■ Problem to solve
For each line below, check for the word "tree", then state how many lines contain it, with no other output.

Stored items from a collection
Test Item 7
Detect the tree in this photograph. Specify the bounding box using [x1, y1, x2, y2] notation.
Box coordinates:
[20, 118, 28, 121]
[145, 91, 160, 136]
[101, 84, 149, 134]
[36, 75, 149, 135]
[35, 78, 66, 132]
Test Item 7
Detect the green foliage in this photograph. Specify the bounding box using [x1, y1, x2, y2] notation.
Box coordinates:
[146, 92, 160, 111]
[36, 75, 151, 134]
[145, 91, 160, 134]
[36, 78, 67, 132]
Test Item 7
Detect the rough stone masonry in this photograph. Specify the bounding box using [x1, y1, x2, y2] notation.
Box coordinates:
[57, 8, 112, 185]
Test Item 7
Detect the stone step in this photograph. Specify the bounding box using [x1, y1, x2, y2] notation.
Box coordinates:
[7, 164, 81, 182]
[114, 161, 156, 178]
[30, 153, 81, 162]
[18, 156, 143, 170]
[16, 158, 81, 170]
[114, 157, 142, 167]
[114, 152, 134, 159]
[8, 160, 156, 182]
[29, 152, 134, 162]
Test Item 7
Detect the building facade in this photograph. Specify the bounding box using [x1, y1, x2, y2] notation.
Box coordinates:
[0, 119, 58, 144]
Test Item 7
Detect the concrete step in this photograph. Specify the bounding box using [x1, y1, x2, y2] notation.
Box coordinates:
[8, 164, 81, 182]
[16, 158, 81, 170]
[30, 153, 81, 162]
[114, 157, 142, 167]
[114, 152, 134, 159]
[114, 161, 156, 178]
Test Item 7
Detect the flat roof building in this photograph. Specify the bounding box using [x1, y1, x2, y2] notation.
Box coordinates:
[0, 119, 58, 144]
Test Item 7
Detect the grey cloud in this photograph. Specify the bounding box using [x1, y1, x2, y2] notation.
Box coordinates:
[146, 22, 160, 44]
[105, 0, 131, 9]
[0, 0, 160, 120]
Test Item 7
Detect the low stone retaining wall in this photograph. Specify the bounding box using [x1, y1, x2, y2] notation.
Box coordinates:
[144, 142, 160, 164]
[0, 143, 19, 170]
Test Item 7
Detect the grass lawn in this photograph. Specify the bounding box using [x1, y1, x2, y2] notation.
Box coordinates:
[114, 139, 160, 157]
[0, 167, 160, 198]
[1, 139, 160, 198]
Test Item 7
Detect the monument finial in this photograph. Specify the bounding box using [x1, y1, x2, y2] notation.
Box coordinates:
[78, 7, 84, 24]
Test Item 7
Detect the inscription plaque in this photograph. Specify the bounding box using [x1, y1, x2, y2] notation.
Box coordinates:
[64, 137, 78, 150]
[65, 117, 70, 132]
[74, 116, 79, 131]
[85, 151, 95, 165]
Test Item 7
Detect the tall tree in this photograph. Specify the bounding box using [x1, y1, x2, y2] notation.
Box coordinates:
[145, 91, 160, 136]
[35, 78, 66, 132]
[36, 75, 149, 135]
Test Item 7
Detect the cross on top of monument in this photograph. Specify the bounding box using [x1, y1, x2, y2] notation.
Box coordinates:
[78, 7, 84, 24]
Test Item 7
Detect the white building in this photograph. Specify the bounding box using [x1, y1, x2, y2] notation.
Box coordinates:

■ Exercise response
2